— PROBLEMS —
**1.** Return, word for word, the portion of the post on the Greek word γύναι between "There is no getting" and "using γύναι]? Nothing.", inclusive.
**2.** Supply the next few paragraphs of the post on the Greek word γύναι, picking up right after its last sentence.

— TEXT BLOCK —
There is no getting around that the fact that the use of “woman” sounds pejorative to our ears, and yet there is nothing pejorative at all in the Greek γύναι. After all, this is what Jesus calls his mother (John 2:4; 19:26). It is the term Jesus uses to address the weeping Mary at the tomb (John 20:15)…. “Lady” sounds pejorative to me, and “girl” is only a young “woman” and again sounds pejorative. So what are we left with [in English for the Greek Jesus’s addresses of women using γύναι]? Nothing.

— Bill Mounce, An Untranslatable Word: γύναι

After reading my post The Womanly Adultery of a Gospel, my BLT co-blogger Victoria responded this way: “Can you help us out a little here, Kurk? What is odd about this gospel Greek?”

I apologize for being unclear sometimes. And much much more than that I always appreciate intellectual curiosity, especially Victoria’s on this blog and at her other blog Gaudete Theology.

— MATERIAL SUPPLIED —
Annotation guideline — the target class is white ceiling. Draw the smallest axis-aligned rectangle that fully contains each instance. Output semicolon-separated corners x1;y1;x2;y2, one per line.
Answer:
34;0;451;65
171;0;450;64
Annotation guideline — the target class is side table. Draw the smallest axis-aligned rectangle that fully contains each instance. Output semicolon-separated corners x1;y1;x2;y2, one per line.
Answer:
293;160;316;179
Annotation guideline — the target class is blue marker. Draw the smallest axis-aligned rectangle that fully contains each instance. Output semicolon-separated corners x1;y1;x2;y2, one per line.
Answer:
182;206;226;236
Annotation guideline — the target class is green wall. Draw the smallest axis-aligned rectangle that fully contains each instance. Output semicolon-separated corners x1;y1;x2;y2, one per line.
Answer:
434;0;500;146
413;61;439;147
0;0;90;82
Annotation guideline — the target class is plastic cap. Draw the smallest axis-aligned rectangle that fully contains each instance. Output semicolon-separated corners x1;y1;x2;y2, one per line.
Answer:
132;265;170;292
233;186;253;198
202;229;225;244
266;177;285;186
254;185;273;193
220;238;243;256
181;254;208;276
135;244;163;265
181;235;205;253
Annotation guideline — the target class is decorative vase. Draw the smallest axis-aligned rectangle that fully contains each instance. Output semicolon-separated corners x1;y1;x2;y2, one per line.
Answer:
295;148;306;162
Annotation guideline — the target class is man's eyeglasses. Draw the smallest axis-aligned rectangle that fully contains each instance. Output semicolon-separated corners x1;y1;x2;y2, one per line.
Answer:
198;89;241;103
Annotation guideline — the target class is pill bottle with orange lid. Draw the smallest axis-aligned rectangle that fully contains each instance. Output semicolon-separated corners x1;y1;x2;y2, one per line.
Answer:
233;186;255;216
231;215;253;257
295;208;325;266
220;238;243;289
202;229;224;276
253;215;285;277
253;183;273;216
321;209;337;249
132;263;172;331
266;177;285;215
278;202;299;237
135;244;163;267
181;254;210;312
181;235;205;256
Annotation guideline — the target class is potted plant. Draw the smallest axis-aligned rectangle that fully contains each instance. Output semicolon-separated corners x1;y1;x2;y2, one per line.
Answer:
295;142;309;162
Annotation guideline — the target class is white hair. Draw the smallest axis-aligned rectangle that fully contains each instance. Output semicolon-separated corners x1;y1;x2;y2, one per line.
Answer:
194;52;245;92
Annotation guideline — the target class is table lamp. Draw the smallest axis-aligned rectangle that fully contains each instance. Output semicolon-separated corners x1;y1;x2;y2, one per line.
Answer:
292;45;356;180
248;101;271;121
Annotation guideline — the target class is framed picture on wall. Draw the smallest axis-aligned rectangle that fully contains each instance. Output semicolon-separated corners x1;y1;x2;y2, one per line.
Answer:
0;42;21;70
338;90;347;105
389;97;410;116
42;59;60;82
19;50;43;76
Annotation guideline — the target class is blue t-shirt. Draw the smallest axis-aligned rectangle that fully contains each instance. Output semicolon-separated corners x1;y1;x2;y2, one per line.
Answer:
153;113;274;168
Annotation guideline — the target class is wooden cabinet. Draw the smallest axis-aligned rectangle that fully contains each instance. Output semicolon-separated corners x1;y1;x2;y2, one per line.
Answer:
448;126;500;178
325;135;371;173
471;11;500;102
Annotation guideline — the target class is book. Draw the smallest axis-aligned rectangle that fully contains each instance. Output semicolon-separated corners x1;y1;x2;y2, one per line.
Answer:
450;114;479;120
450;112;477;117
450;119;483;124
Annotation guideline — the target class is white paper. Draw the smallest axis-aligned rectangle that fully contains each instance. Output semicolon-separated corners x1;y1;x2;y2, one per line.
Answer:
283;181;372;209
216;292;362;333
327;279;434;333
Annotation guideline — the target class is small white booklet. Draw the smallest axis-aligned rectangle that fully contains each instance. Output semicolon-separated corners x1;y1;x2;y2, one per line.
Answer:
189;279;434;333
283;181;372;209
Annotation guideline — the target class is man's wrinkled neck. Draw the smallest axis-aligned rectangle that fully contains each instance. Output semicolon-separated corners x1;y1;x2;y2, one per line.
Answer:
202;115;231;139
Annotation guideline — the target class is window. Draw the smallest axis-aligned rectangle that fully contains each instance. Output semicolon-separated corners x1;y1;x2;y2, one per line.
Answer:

— THE RESPONSES —
**1.**
There is no getting around that the fact that the use of “woman” sounds pejorative to our ears, and yet there is nothing pejorative at all in the Greek γύναι. After all, this is what Jesus calls his mother (John 2:4; 19:26). It is the term Jesus uses to address the weeping Mary at the tomb (John 20:15)…. “Lady” sounds pejorative to me, and “girl” is only a young “woman” and again sounds pejorative. So what are we left with [in English for the Greek Jesus’s addresses of women using γύναι]? Nothing.

**2.**
So here are a few things I’m thinking as I try to begin answers to the helpful questions:

  1. The fourth canonical gospel of the New Testament often uses odd Greek, and also since it’s the oddly non-synoptic gospel (i.e., it doesn’t always see things about Jesus and his message in the same way that the other three canonical gospels, Mark, Matthew, and Luke, see things together), I’ve got this blog series going themed ambiguously:  “Odd Gospel Greek” (or the gospel using odd Greek and also the oddest of the gospels in Greek).
  2. The first quotation of Bill Mounce (i.e., my epigraph) above correctly asserts that Γύναι /Gynai/ “is an unusual term for a son to use of his mother” and is “not usual” for a tender comfort coming from a man when addressing a grieving woman.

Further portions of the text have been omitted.